Stored data entries:
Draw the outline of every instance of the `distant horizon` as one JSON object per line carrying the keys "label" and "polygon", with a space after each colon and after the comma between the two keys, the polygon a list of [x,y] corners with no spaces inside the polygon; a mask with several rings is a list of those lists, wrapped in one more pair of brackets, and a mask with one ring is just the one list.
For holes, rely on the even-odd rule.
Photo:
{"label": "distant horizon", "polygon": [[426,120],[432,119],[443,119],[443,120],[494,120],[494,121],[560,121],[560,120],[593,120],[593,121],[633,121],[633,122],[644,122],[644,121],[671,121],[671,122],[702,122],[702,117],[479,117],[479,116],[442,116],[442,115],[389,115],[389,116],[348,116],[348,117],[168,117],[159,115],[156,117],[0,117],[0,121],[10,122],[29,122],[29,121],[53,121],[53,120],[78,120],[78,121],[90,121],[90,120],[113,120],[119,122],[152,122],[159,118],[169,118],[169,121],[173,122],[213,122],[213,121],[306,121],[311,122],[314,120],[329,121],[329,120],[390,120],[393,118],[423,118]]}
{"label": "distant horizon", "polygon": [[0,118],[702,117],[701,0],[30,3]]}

▶ [What you have to do]: All entries given above should be transcribed exactly, with none omitted.

▶ [Answer to this task]:
Draw the outline of every instance of the `distant horizon` as one JSON object per line carrying the keys "label" and "polygon", with a space after each colon and after the comma between the two keys, the polygon a list of [x,y] corners with no spaces inside the polygon; a mask with several rings is a list of those lists, wrapped in one more pair of brackets, and a mask with one ring is just the one list.
For holes, rely on the even-odd rule.
Photo:
{"label": "distant horizon", "polygon": [[426,120],[432,119],[443,119],[443,120],[494,120],[494,121],[560,121],[560,120],[593,120],[593,121],[633,121],[633,122],[644,122],[644,121],[671,121],[671,122],[702,122],[702,117],[479,117],[479,116],[442,116],[442,115],[389,115],[389,116],[348,116],[348,117],[168,117],[159,115],[156,117],[0,117],[0,121],[10,122],[29,122],[29,121],[53,121],[53,120],[78,120],[78,121],[90,121],[90,120],[113,120],[119,122],[152,122],[159,118],[169,118],[169,121],[173,122],[213,122],[213,121],[306,121],[311,122],[314,120],[329,121],[329,120],[390,120],[393,118],[423,118]]}
{"label": "distant horizon", "polygon": [[0,118],[702,117],[701,0],[30,3]]}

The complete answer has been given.